_Problem description_
Reproduce every one of the lines below word for word, omitting the pictures.

[Named object pointing lines]
#####
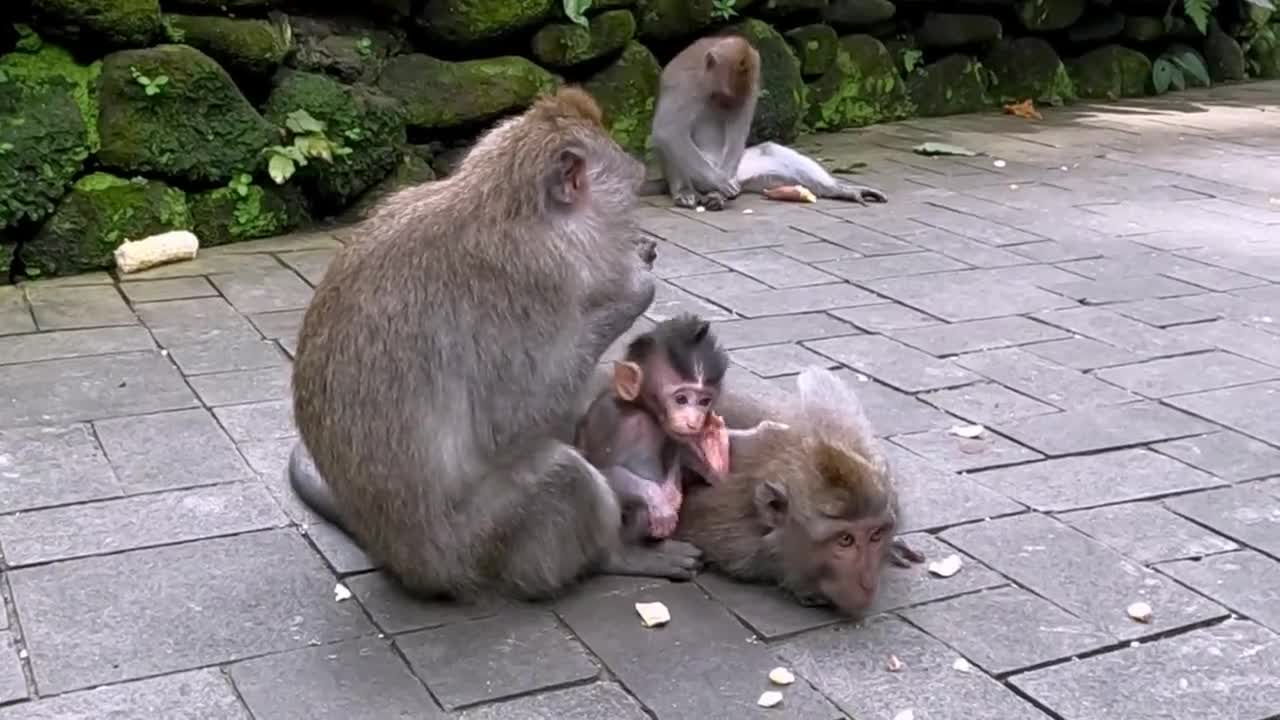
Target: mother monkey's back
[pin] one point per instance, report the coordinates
(448, 343)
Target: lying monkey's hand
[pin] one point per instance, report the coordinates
(713, 446)
(791, 194)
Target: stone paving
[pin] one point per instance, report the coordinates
(1100, 290)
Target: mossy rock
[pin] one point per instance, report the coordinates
(343, 48)
(247, 212)
(781, 106)
(954, 30)
(814, 46)
(780, 9)
(1045, 16)
(439, 94)
(1224, 57)
(626, 92)
(114, 23)
(50, 64)
(248, 46)
(954, 85)
(1143, 28)
(679, 19)
(1028, 68)
(858, 14)
(1110, 72)
(563, 45)
(1265, 51)
(462, 23)
(1096, 30)
(860, 89)
(197, 128)
(360, 118)
(100, 213)
(44, 145)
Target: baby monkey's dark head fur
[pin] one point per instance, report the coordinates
(677, 369)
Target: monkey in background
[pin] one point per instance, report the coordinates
(658, 418)
(443, 360)
(809, 506)
(703, 118)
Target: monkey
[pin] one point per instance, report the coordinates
(657, 418)
(442, 360)
(707, 100)
(809, 506)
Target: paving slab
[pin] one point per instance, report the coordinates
(1147, 532)
(1234, 665)
(241, 596)
(1080, 574)
(360, 679)
(863, 687)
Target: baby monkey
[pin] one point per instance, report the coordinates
(657, 419)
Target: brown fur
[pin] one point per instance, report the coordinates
(831, 474)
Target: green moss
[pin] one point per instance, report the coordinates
(563, 45)
(438, 94)
(782, 92)
(954, 85)
(241, 45)
(224, 215)
(48, 63)
(626, 92)
(814, 46)
(470, 22)
(360, 118)
(44, 144)
(197, 128)
(99, 214)
(1028, 68)
(1110, 72)
(860, 89)
(119, 23)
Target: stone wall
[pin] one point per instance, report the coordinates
(246, 118)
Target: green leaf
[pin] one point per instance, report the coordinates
(575, 12)
(942, 149)
(280, 168)
(1162, 74)
(1191, 64)
(301, 122)
(1198, 12)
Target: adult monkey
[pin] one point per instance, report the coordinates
(705, 104)
(809, 506)
(440, 363)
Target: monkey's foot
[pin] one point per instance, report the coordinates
(673, 560)
(904, 556)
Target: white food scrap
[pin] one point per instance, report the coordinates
(769, 698)
(967, 431)
(947, 566)
(1141, 611)
(653, 614)
(341, 592)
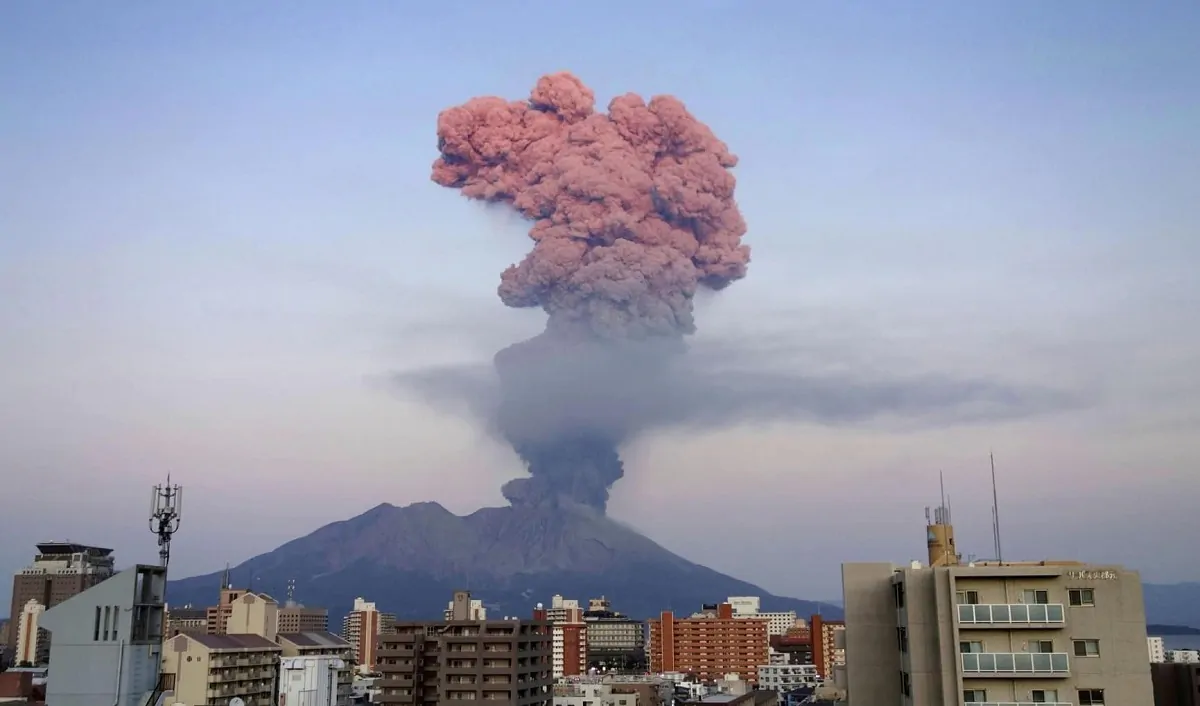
#####
_Output below_
Target: mother monkey's back
[pin] one point per instance, report the coordinates
(448, 343)
Target: lying monkey's hand
[pin] one point per instance, report the coordinates
(713, 446)
(791, 194)
Target: stone paving
[pin] one point per instance, report the coordinates
(1100, 290)
Target: mossy rock
[pin] one point per instance, report the coordinates
(343, 48)
(247, 212)
(781, 106)
(954, 30)
(814, 46)
(780, 9)
(1045, 16)
(439, 94)
(1224, 57)
(626, 92)
(114, 23)
(50, 64)
(248, 46)
(954, 85)
(1143, 28)
(679, 19)
(1028, 68)
(858, 14)
(1110, 72)
(563, 45)
(1265, 51)
(462, 23)
(1096, 30)
(860, 89)
(197, 128)
(360, 118)
(100, 213)
(44, 145)
Target: baby monkey's dark head fur
[pin] one point per instance, report the coordinates
(677, 369)
Target: monkey in background
[pin] one point per instance, report the coordinates
(658, 418)
(443, 360)
(809, 506)
(703, 118)
Target: monkey
[pin] one point per instance, report the coordinates
(657, 418)
(442, 360)
(707, 100)
(809, 506)
Target: paving slab
[pin] one point per instance, report the coordinates
(1147, 532)
(1234, 665)
(241, 596)
(1080, 574)
(360, 679)
(863, 687)
Target: baby monkey
[pin] one point per instance, report the coordinates
(657, 419)
Target: brown fur
[pin] one point per instance, report the coordinates
(831, 474)
Target: green moss
[pin] one point per instance, report the coordinates
(563, 45)
(438, 94)
(782, 92)
(954, 85)
(241, 45)
(224, 215)
(48, 63)
(626, 92)
(814, 46)
(470, 22)
(360, 118)
(44, 144)
(197, 128)
(99, 214)
(1028, 68)
(1110, 72)
(860, 89)
(119, 23)
Target: stone wall
[pin] one point per instance, report the coordinates
(246, 118)
Target: green leaf
[pin] one point per instance, report the coordinates
(575, 12)
(942, 149)
(280, 168)
(1162, 74)
(1191, 64)
(301, 122)
(1198, 12)
Target: adult monkey
[pin] one point per instance, report the coordinates
(705, 104)
(809, 506)
(440, 363)
Target: monkey's foot
[pin] one point per instance, report the coordinates
(673, 560)
(904, 556)
Target: white food scrap
[pin] one point per instance, report the coordinates
(769, 698)
(967, 431)
(947, 566)
(1141, 611)
(653, 614)
(341, 592)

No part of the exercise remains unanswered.